* _CONSEGNE_:
A – Rispondi alle domande seguenti basandoti sull'articolo su Schlein e il Pd.
(i) Su quale testata si esprime il governatore emiliano?
(ii) Quanti esponenti dem della Liguria hanno lasciato il partito nella sola giornata di ieri?
(iii) Chi ha promosso il referendum contro il Jobs Act?
B – Elenca tutte le persone citate per nome nell'articolo su Schlein e il Pd.
C – Riprendi l'articolo su Schlein e il Pd dal punto in cui si interrompe, proseguendo dopo l'ultima frase.
─── TESTO DA LEGGERE ───
La critica di Bonaccini

Il messaggio è diretto alla nuova pasionaria dem: “È essenziale che il Pd – spiega il governatore emiliano su Domani – recuperi rapidamente la propria vocazione maggioritaria”. L’obiettivo a lungo termine è quello di abbandonare le battaglie chiaramente minoritarie di Elly Schlein e tornare a parlare la lingua della sinistra riformista. “Abbiamo bisogno di un partito più grande ed espansivo che punti a tornare al governo, non di un partito più piccolo e radicale”.

Le cronache delle ultime ore, inutile nasconderlo, vanno in direzione diametralmente opposta. Una trentina di esponenti dem della Liguria, nella sola giornata di ieri, hanno deciso di lasciare il “nuovo corso” schleiniano per entrare in Azione, nel movimento di Carlo Calenda. La fuga di massa ha coinvolto nomi di un certo peso nell’orbita dem tra cui la consigliera più votata a Genova, Cristina Lodi, e il consigliere regionale Pippo Rossetti.

Le contraddizioni di Schlein

Un terremoto politico annunciato. La posizione massimalista di Schlein, a lungo andare, ha un unico effetto diretto: sfilacciare l’unità del Partito democratico e rilanciare le solite differenze storiche e culturali. Riformisti da una parte, massimalisti dall’altra. Grillini da una parte, anti-grillini dall’altra. Atlantisti e militaristi da una parte, pacifisti dall’altra. Il duplice cammino del nuovo Partito democratico viene esasperato dalle posizioni, sempre più paradossali e contraddittorie, della stessa Schlein. Prima la richiesta di rallentare il raggiungimento del 2 per centro del Pil per le spese militari e poi l’adesione al referendum contro il Jobs Act promosso dalla Cgil.
─── DATI FORNITI ───
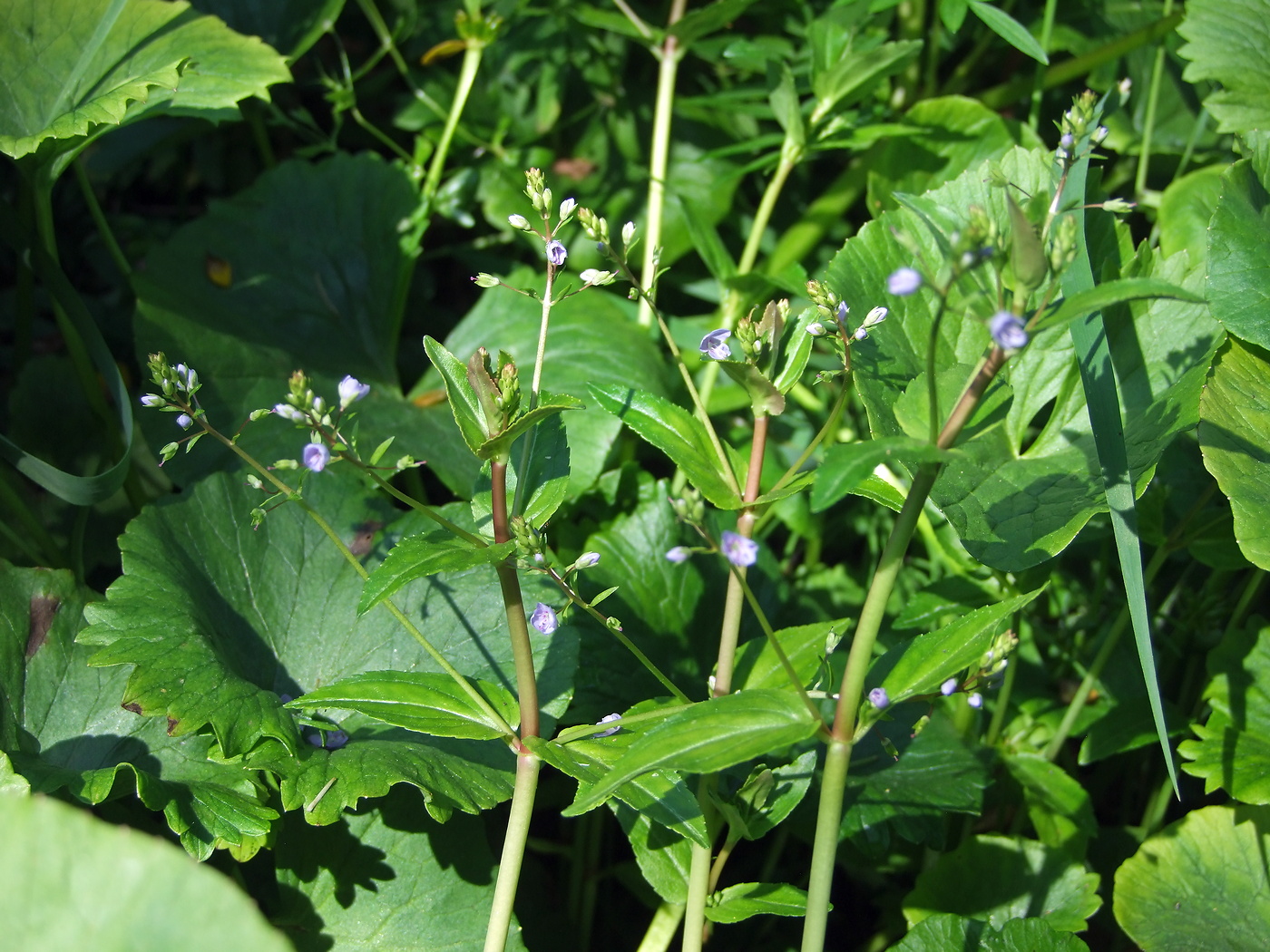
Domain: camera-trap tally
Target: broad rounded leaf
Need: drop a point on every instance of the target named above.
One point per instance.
(1200, 885)
(1238, 279)
(1235, 438)
(1227, 44)
(73, 67)
(386, 879)
(66, 878)
(708, 736)
(999, 879)
(220, 619)
(1234, 746)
───
* _RISPOSTE_:
A –
(i) Su Domani.
(ii) Una trentina.
(iii) La Cgil.

B – Bonaccini, Elly Schlein, Carlo Calenda, Cristina Lodi, Pippo Rossetti

C –
Una linea lontana anni luce dall’ala riformista dem interpretata dalle parole di Stefano Bonaccini. Sulla spesa militare il governatore emiliano prende le distanze da Schlein e soci: “L’Italia – spiega il presidente dell’Emilia Romagna – deve rispettare gli impegni presi in Europa”. Anche se la propensione al dialogo rimane:“Se la Germania propone di rendere i tempi meno stringenti – aggiusta il tiro Bonaccini – credo se ne possa discutere tranquillamente”. Stesso discorso per quanto riguarda il referendum anti Jobs Act: le due posizioni, Bonaccini da un lato e Schlein dall’latro, non convergono. “Preferisco una battaglia per il salario minimo legale – precisa Bonaccini – che non una retrospettiva sul Jobs Act”. Niente da fare.

La svolta radicale di Schlein, secondo la logica del “nessun nemico a sinistra”, viaggia su due binari: rincorrere il massimalismo pentastellato e abbandonare, una volta per tutte, l’ala riformista dem.